■ Travail demandé: Reproduisez à l'identique tout le passage du débat sur les fonds de concours, depuis « M. Nicolas Billebaud. - Lesdits » jusqu'à « les motivations d'attribution. ».

■ Extrait du document:

---

M. Yves Roquelet. - Dans des intercommunalités très intégrées, comme la communauté urbaine du Grand Poitiers, ou dans des communautés de communes au fonctionnement plus habituel, le manque d'encadrement de l'utilisation des fonds de concours sert parfois de prétexte pour diminuer très fortement l'emploi et la répartition de la DSC. L'intercommunalité peut ainsi dire qu'elle dispose de nombreux outils au travers des fonds de concours, grâce auxquels les communes pourront passer des appels à projets, qui sont de surcroît souvent plafonnés. Cela a pour inconvénient d'inciter les communes membres à tenter de s'inscrire dans des fonds de concours, en détachant le projet de sa pérennité et de sa capacité à être soutenu en fonctionnement. Cela dissuade aussi les intercommunalités d'adopter un discours de solidarité à l'échelle du territoire.

Mme Maryse Carrère, rapporteure. - Les fonds de concours sont-ils fréquemment utilisés dans les 1 254 intercommunalités que compte notre pays ?

M. Jean-Pierre Viola. - Nous ne disposons pas de statistiques récentes.

M. Nicolas Billebaud. - Lesdits fonds peuvent être utilisés pour contourner ou atténuer les inconvénients ou la rigidité des mécanismes de reversement que nous avons évoqués précédemment avec les attributions de compensation.

Les chambres régionales des comptes constatent régulièrement que les motifs d'attribution des fonds de concours ne sont pas tout à fait orthodoxes au vu de la réglementation : si lesdits fonds peuvent couvrir le fonctionnement d'un équipement, le lien avec cet item n'est pas toujours évident dans les motivations d'attribution.

Cela s'explique par le fait que ce levier est moins encadré que la DSC, qui implique de fixer des critères et d'effectuer un important travail de diagnostic en amont. À l'inverse, le fonds de concours est un dispositif bien plus discrétionnaire qui permet d'apporter de la souplesse lorsque les dispositifs financiers sont trop rigides.

J'ajoute que la rigidité et le déficit d'actualisation des attributions de compensation ont pu être accentués par la chronologie. Depuis désormais plus de trente ans, des lois successives tendent à généraliser l'intercommunalité ; or il existe des effets de seuil et de gel des calculs au moment des transferts de compétences et de charges estimées, d'où des dynamiques fiscales différenciées selon qu'une commune a été intégrée en 1994 ou - pour certaines des dernières communes isolées - en 2016-2017.

Dans le premier cas, c'est l'intercommunalité qui aura le plus bénéficié des transferts de ressources, et les situations qui résultent de ces écarts ne correspondent plus nécessairement aux besoins de financement des différentes parties.

M Jean-Marie Mizzon, président. - Je souhaiterais savoir si des communes nouvelles ont été créées dans vos territoires respectifs afin de peser davantage au sein des intercommunalités. Si tel est le cas, ces nouvelles communes ont-elles été bien inspirées de procéder ainsi ?

---

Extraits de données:
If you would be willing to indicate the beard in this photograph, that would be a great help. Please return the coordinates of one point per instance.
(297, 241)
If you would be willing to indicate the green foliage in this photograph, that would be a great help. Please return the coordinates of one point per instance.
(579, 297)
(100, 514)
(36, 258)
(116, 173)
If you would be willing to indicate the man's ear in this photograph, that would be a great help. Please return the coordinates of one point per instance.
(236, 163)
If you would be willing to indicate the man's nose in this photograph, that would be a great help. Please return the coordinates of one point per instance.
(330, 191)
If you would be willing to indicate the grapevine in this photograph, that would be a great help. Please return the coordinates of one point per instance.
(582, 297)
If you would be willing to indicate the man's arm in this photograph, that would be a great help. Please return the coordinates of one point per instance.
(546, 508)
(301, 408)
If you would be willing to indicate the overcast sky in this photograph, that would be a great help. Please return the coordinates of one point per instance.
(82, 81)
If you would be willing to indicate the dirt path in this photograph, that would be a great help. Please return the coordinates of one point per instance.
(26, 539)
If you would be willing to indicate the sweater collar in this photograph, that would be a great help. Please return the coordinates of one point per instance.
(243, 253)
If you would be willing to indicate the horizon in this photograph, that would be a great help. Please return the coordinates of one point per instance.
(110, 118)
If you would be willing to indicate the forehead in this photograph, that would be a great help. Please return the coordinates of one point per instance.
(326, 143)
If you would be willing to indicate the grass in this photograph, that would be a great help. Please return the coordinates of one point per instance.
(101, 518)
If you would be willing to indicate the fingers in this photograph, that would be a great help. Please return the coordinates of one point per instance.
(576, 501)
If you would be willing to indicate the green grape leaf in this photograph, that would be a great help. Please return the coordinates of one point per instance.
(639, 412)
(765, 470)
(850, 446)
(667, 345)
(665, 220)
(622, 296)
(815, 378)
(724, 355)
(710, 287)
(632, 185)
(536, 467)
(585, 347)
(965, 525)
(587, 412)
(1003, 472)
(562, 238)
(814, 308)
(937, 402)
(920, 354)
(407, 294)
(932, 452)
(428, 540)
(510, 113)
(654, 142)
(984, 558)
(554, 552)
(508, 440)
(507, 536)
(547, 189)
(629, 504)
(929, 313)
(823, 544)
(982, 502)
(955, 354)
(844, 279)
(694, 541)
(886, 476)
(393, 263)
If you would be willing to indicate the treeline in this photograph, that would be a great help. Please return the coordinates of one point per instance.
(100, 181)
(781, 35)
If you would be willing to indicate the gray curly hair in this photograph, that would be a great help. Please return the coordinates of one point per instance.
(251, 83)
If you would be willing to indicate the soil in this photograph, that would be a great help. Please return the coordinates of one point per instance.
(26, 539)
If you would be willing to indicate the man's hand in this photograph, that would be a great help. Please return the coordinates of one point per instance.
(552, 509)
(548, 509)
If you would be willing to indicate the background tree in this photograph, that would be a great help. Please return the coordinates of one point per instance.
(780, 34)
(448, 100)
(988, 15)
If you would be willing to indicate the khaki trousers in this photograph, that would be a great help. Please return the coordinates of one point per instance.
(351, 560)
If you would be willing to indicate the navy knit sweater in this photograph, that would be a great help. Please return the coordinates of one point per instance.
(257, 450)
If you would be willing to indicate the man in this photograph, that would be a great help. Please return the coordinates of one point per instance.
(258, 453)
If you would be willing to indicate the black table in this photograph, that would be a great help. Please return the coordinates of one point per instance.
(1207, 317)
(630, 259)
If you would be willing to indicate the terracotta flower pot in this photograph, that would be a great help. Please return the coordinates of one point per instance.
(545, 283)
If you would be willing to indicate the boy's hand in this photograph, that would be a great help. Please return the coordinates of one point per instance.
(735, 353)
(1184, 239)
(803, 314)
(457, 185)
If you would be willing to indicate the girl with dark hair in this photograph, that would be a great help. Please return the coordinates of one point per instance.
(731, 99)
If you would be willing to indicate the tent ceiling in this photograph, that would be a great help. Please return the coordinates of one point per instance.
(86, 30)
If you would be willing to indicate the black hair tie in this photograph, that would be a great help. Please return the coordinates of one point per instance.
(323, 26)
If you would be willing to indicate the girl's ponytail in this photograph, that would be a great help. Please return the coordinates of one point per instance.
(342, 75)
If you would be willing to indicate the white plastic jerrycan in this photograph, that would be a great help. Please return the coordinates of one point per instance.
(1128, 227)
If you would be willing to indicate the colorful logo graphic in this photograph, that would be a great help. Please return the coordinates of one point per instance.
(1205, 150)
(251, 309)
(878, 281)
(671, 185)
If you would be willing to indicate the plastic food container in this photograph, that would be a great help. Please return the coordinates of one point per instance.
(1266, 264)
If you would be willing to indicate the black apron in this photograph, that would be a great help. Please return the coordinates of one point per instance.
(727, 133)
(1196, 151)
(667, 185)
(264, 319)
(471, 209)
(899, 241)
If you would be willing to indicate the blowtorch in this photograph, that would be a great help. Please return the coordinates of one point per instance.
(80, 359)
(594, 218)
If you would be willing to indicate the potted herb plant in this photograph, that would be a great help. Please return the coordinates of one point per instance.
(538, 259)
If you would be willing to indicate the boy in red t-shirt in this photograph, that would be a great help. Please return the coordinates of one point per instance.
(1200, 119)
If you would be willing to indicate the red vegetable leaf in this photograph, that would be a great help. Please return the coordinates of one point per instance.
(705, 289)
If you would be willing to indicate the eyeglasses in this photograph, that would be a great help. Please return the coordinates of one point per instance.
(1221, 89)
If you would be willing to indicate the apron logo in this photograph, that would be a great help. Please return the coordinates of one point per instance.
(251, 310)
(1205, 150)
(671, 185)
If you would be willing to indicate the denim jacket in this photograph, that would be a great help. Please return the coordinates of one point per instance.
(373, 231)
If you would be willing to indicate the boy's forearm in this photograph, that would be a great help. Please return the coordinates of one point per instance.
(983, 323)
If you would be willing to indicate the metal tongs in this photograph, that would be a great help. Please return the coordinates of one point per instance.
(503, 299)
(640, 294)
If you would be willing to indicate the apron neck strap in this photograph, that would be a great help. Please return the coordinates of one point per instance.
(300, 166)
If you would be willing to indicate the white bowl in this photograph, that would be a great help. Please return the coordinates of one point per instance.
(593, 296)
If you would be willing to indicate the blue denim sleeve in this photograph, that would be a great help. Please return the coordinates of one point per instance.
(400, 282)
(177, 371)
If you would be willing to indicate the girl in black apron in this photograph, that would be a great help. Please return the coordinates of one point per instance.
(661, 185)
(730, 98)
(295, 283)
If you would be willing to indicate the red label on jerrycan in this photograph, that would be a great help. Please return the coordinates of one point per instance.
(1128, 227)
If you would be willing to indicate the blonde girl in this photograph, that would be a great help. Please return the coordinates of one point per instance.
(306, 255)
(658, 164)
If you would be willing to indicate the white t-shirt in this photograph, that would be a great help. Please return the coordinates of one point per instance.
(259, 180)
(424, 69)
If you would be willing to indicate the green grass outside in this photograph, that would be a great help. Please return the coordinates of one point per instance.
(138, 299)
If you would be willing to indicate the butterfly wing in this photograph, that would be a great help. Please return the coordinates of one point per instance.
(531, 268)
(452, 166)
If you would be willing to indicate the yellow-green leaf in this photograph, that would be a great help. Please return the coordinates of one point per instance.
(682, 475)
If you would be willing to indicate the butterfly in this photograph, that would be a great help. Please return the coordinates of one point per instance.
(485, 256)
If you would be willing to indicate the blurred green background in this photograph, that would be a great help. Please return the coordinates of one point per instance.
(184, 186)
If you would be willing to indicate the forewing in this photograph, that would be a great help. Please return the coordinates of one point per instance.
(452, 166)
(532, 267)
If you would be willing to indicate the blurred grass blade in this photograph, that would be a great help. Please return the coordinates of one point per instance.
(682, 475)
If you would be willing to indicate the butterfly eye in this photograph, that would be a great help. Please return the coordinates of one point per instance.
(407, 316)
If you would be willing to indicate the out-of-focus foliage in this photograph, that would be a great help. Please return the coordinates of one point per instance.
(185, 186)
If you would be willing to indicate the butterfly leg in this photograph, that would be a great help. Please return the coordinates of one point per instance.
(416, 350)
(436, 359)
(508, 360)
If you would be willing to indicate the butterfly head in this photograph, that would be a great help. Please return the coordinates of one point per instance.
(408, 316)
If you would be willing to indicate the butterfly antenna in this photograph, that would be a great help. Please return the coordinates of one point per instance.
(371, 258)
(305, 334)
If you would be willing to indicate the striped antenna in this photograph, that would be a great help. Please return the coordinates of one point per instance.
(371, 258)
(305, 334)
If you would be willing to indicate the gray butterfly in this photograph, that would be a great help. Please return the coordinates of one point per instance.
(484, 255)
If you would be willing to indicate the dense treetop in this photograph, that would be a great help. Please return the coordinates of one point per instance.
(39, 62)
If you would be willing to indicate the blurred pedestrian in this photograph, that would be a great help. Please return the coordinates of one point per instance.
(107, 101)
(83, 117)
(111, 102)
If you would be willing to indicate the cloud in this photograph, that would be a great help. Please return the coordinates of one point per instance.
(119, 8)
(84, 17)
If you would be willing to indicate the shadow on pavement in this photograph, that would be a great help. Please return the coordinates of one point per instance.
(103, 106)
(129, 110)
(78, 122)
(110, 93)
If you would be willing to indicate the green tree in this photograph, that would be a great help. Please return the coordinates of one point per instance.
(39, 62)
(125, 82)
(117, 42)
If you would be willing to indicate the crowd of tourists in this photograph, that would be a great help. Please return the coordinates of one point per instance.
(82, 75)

---

■ Réponse attendue:
M. Nicolas Billebaud. - Lesdits fonds peuvent être utilisés pour contourner ou atténuer les inconvénients ou la rigidité des mécanismes de reversement que nous avons évoqués précédemment avec les attributions de compensation.

Les chambres régionales des comptes constatent régulièrement que les motifs d'attribution des fonds de concours ne sont pas tout à fait orthodoxes au vu de la réglementation : si lesdits fonds peuvent couvrir le fonctionnement d'un équipement, le lien avec cet item n'est pas toujours évident dans les motivations d'attribution.